[start DATASET EXTRACT]

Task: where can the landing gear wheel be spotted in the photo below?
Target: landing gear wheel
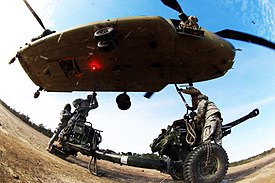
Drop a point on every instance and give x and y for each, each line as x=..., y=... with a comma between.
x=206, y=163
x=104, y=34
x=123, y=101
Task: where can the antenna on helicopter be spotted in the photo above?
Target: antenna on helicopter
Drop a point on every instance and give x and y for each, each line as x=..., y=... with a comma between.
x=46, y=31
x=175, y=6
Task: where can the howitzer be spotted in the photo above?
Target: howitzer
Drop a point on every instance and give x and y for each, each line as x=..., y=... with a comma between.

[end DATASET EXTRACT]
[start DATASET EXTRACT]

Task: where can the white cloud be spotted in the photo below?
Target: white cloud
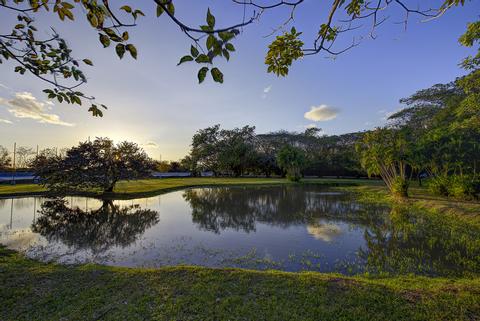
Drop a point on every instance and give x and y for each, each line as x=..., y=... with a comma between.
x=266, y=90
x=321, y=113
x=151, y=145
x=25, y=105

[end DATASET EXTRACT]

Copy out the lines from the one containing "Task: where can the white" through the one containing "x=25, y=105", inclusive, leaving out the pictures.

Task: where can the white cloud be spotted in the photo below?
Target: white cloud
Drop a point on every instance and give x and y for each, each line as x=..., y=... with a comma between.
x=266, y=90
x=321, y=113
x=151, y=145
x=25, y=105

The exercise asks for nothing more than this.